▸ Source
▼

# wr mobile



## Bienvenidos

l am writing from my pda. lt is hard to use wr. can a mobile version be accessed as with other sites?


----------



## roxcyn

And I am thinking the answer is "no", sorry about that, unless someone can say otherwise?

Pablo


----------



## Flaminius

There is a PDA version for archives.  But then again, posting in PDA version is not supported.

1. Log out.
2. Click * Archive* at the bottom of the index page.
3. Click PDA and login.


----------



## Bienvenidos

Flaminius said:


> There is a PDA version for archives.  But then again, posting in PDA version is not supported.
> 
> 1. Log out.
> 2. Click * Archive* at the bottom of the index page.
> 3. Click PDA and login.



That's great.  Thank you so much!


----------



## ILT

There's also www.wrmob.com. It takes you to a page without images that's really easy to use. I use it whenever I'm not at my computer  Of course, this one is for the dictionaires. I've accesed the forum from there, but I don't have the patience to participate in the forum from my mobile.


----------



## Bienvenidos

I love translating said:


> There's also www.wrmob.com. It takes you to a page without images that's really easy to use. I use it whenever I'm not at my computer  Of course, this one is for the dictionaires. I've accesed the forum from there, but I don't have the patience to participate in the forum from my mobile.



Awesome!  Thanks a bunch!

▲

▸ Record set
▼

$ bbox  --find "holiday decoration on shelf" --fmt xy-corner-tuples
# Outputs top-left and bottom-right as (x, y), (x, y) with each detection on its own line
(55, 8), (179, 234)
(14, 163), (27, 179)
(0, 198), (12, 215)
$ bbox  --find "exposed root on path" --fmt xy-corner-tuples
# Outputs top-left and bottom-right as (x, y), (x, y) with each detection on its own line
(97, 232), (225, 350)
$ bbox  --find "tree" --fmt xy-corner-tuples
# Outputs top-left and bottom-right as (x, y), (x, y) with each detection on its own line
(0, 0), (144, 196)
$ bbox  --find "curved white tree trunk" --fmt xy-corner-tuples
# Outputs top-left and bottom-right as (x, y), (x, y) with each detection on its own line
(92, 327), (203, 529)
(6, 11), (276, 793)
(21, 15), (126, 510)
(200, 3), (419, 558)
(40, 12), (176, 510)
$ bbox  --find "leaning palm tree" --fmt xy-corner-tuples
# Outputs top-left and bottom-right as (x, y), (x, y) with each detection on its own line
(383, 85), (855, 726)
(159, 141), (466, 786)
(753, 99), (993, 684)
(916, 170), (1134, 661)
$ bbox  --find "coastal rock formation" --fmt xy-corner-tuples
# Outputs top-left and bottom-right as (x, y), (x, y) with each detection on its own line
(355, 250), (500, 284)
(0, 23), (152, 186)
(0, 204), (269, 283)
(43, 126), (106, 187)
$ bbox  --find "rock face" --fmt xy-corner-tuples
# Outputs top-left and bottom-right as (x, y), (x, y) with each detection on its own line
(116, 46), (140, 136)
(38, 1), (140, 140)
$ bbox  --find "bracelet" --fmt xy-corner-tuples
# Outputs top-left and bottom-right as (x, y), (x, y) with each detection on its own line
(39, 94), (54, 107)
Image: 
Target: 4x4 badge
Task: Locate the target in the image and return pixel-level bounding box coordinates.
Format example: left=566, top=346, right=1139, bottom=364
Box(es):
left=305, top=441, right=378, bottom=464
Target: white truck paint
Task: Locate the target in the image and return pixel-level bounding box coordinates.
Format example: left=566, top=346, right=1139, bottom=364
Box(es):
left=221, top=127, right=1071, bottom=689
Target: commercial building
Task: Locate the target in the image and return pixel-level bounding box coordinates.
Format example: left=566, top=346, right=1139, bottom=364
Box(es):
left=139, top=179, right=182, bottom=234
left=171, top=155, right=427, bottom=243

▲

▸ Task
Answer these about the forum thread above:
1. According to Flaminius, what is not supported in the PDA version?
2. What is the first step Flaminius lists for reaching the PDA version?
3. What does the page at www.wrmob.com lack, according to ILT?

▸ Exercise result
1. Posting.
2. Log out.
3. Images.